> _What the exercise asks_:
Rewrite the data below with every "pin" changed to "marker" and nothing else altered, and leave the pictures out of your answer.

◇ ◇ ◇ ◇

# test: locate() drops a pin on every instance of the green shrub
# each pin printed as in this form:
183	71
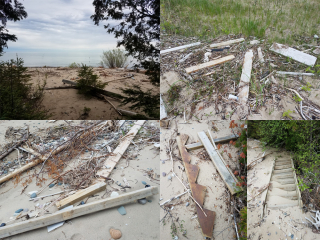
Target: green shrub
115	58
88	83
75	65
20	99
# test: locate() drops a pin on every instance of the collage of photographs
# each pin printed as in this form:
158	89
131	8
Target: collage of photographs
160	120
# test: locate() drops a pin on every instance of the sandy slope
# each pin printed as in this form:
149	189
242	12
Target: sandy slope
67	104
140	222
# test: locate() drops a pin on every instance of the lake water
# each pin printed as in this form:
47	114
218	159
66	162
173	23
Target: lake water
58	59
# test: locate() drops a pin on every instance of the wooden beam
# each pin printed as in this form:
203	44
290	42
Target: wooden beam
198	145
294	54
219	164
112	161
87	192
209	64
245	77
180	47
163	111
227	42
294	73
63	215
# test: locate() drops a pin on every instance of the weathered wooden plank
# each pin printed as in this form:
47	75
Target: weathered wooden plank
294	73
111	161
209	64
261	59
227	42
198	145
180	47
198	191
294	54
220	166
87	192
163	111
245	77
78	211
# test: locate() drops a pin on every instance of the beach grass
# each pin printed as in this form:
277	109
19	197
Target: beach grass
277	20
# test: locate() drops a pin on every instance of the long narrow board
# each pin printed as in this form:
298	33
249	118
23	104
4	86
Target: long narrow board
245	77
78	211
163	111
180	47
198	191
198	145
294	54
112	161
220	166
209	64
222	44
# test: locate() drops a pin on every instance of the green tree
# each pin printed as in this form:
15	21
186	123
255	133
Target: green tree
19	99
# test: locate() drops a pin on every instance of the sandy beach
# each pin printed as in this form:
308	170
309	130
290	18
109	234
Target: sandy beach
141	158
68	104
217	196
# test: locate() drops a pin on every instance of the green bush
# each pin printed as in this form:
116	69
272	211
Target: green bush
19	99
115	58
88	83
75	65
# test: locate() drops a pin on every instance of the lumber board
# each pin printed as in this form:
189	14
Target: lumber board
294	73
198	191
78	211
111	161
198	145
87	192
163	111
179	48
226	43
220	166
294	54
101	91
245	77
261	59
209	64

◇ ◇ ◇ ◇

> _Result below_:
# test: locate() drops a marker on every instance of the green shrub
# each marker printed as in this form:
183	71
Target: green shrub
115	58
88	83
75	65
20	99
# test: locate() drops a marker on every instance of the collage of photographs
# each marker printed as in this form:
158	89
131	8
Target: collage of photographs
160	120
# test: locate() drops a marker on every instance of the sandy slope
# each marker printed as in this form:
149	189
242	12
Target: sandy slope
67	104
140	222
# test: locate() drops a marker on every instance of the lake water
# each marker printed as in this form:
47	114
218	159
66	162
173	23
Target: lake water
58	59
# test: locate() drops a marker on every instance of the wooden beam
# each marker printed as in this form:
203	44
290	42
Target: wooden beam
198	145
294	54
219	164
112	161
87	192
209	64
245	77
180	47
163	111
227	42
294	73
63	215
# test: locate() drops a marker on every instance of the weathered wooden plank
# each marker printed as in this form:
47	75
Target: weathered wooden plank
294	73
111	161
209	64
261	59
227	42
198	145
180	47
198	191
294	54
220	166
87	192
163	111
245	77
78	211
# test: locate() drops a marker on every instance of the beach grass
# each marker printed as in this form:
277	109
19	197
Target: beach grass
277	20
# test: locate() drops a marker on every instance of the long narrow board
# each marker printed as in this form:
298	33
249	118
23	104
4	86
Target: long narrow board
245	77
78	211
163	111
180	47
198	191
198	145
294	54
112	161
220	166
209	64
222	44
# test: locate() drops a marker on every instance of the green tree
# each marker printed as in this form:
15	21
186	123
255	133
Target: green tree
19	99
# test: locate() drops a marker on every instance of the sandy beach
# each marker printed as in this form:
308	170
309	130
290	18
109	234
Target: sandy beach
141	158
68	104
217	196
# test: locate() drops a marker on every instance of the green bush
# each marker printed as in this form:
116	69
272	211
Target: green bush
19	99
115	58
88	83
75	65
# test: locate() drops a marker on every instance of the lumber board
# each marker printed as in this form:
189	14
Target: lumber board
294	73
198	191
78	211
111	161
198	145
87	192
163	111
179	48
226	43
220	166
294	54
101	91
245	77
261	59
209	64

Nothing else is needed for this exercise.